GIVEN EXERCISE 1: Using the article header below, decide whether each statement agrees with it: (a) The paper appeared in volume 4, issue 3 of the journal. (b) The paper was accepted in June 2022. (c) Belfakih Keltouma is the corresponding author. For each, answer yes or no and quote the deciding words.

##### PROVIDED PASSAGE #####

**Title:** Trigonometric functional equations on non-abelian semigroups

**Montes Taurus J. Pure Appl. Math.** / ISSN: 2687-4814

**Article ID:** MTJPAM-D-22-00022; **Volume 4 / Issue 3 / Year 2022**, Pages 175-193

**Document Type:** Research Paper

**Author(s):** Belfakih Keltouma ^{a} , Elqorachi Elhoucien ^{b}

^{a}Multidisciplinary faculty, Ibn Zohr University, Taroudant, Morocco

^{b}Department of Mathematics, Ibn Zohr University, Faculty of Sciences, Agadir, Morocco

Received: 27 June 2022, Accepted: 30 September 2022, Published: 29 November 2022.

**Corresponding Author:** Elqorachi Elhoucien (Email address: elqorachi@hotmail.com)

##### GIVEN INFORMATION #####

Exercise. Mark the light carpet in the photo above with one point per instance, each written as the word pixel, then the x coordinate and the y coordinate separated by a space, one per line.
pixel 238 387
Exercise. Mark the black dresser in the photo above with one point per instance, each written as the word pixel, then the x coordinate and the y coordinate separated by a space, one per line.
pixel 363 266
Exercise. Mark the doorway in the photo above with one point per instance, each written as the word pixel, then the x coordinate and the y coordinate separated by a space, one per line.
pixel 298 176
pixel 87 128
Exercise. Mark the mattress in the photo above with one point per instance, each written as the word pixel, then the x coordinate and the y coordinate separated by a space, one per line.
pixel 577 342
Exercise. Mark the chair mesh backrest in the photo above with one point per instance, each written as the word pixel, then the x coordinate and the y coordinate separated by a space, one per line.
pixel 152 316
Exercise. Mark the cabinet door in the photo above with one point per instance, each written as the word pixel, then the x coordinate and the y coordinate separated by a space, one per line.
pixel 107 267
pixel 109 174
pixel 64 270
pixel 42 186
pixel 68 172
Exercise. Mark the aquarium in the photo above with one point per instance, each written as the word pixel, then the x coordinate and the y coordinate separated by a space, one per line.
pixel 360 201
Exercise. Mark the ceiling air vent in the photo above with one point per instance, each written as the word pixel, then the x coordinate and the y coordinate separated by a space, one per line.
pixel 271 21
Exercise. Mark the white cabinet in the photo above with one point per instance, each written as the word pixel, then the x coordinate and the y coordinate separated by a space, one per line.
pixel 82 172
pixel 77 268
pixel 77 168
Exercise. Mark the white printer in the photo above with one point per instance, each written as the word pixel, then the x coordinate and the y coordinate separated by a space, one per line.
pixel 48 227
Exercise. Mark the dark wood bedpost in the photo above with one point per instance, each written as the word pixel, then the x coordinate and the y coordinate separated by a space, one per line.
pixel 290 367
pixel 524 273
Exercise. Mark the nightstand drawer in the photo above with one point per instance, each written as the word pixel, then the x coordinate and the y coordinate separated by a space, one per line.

#####

GIVEN EXERCISE 2: In the entries, rewrite the lines from the one holding "Exercise. Mark the dark" through the end of the entries, inclusive. Replace "dark wood bedpost" with "bed frame post" and keep all else the same.

WORKED ANSWER 1:
(a) Yes: "Volume 4 / Issue 3 / Year 2022"
(b) No: "Accepted: 30 September 2022"
(c) No: "Elqorachi Elhoucien (Email address: elqorachi@hotmail.com)"

WORKED ANSWER 2:
Exercise. Mark the bed frame post in the photo above with one point per instance, each written as the word pixel, then the x coordinate and the y coordinate separated by a space, one per line.
pixel 290 367
pixel 524 273
Exercise. Mark the nightstand drawer in the photo above with one point per instance, each written as the word pixel, then the x coordinate and the y coordinate separated by a space, one per line.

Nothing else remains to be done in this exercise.